Aim of the exercise
Output, please, every line from the line that holds "of the sky." to the end, exactly as written.

Information provided
——
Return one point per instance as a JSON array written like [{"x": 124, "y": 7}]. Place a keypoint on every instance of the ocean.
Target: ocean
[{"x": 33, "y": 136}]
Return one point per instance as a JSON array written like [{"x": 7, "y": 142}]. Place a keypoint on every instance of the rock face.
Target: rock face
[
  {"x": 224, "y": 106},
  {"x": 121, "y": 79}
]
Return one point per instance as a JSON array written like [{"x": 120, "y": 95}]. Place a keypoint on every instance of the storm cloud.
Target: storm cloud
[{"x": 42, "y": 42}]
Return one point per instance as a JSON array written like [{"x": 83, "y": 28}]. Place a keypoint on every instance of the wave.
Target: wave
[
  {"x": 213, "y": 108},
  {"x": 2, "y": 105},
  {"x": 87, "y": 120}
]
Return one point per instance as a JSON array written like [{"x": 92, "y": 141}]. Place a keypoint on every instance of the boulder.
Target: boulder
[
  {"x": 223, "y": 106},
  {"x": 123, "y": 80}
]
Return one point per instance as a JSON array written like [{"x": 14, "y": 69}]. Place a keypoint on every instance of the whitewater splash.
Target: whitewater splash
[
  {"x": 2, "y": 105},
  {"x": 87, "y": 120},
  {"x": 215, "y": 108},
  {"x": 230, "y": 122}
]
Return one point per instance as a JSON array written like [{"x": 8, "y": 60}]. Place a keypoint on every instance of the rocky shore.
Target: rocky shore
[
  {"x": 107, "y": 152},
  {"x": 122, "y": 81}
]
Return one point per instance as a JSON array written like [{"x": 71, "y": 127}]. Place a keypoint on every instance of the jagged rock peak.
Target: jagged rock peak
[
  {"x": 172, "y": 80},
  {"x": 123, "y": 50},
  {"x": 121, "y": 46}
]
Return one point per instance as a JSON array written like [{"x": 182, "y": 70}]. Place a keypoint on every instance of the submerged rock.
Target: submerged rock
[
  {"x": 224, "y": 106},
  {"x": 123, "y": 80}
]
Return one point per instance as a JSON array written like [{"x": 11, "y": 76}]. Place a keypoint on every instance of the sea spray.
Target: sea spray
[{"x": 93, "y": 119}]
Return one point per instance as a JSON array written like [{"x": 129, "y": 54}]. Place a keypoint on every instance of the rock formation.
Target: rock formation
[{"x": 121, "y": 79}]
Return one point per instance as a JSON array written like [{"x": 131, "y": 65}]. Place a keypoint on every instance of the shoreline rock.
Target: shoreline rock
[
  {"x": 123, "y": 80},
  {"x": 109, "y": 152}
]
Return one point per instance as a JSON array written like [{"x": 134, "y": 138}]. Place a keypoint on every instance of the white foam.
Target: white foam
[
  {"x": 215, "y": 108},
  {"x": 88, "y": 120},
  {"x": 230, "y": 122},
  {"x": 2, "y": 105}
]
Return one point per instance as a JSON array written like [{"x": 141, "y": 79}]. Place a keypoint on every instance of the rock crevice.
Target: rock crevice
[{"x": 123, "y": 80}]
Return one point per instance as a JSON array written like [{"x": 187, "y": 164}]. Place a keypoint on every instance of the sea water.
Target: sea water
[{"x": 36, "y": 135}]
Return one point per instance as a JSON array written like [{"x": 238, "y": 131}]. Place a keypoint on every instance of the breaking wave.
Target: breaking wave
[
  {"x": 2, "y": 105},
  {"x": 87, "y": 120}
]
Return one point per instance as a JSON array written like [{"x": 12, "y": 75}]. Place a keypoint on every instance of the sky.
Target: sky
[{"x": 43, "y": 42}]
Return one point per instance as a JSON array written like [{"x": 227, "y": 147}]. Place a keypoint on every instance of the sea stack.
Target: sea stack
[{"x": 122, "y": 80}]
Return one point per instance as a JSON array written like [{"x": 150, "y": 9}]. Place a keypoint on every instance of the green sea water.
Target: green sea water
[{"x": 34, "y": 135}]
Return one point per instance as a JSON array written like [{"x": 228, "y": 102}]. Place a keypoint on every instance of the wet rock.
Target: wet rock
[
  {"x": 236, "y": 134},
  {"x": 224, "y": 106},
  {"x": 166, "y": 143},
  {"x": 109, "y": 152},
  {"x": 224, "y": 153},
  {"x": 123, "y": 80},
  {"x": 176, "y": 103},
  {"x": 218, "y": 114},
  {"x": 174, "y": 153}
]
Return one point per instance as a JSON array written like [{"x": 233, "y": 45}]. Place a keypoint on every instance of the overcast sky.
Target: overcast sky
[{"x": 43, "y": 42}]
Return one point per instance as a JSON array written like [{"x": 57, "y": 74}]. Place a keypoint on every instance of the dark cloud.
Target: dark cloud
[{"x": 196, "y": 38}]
——
Exercise result
Return one point per instance as a JSON array written like [{"x": 12, "y": 75}]. Place a keypoint on every instance of the sky.
Target: sky
[{"x": 43, "y": 42}]
Return one point per instance as a JSON array written like [{"x": 227, "y": 147}]. Place a keypoint on every instance of the sea stack.
Target: sea stack
[{"x": 122, "y": 80}]
Return one point per instance as a JSON array written like [{"x": 150, "y": 9}]. Place a keypoint on every instance of the green sea water.
Target: green sea water
[{"x": 34, "y": 135}]
Return one point per instance as a JSON array written like [{"x": 228, "y": 102}]. Place a keypoint on every instance of the wet rock.
Target: wet rock
[
  {"x": 236, "y": 134},
  {"x": 224, "y": 106},
  {"x": 166, "y": 143},
  {"x": 109, "y": 152},
  {"x": 224, "y": 153},
  {"x": 123, "y": 80},
  {"x": 176, "y": 103},
  {"x": 218, "y": 114},
  {"x": 174, "y": 153}
]
Return one point per instance as a JSON array written like [{"x": 233, "y": 45}]. Place a keypoint on every instance of the overcast sky.
Target: overcast sky
[{"x": 43, "y": 42}]
Return one point per instance as a JSON array written like [{"x": 57, "y": 74}]. Place a keypoint on every instance of the dark cloud.
Target: dark cloud
[{"x": 196, "y": 38}]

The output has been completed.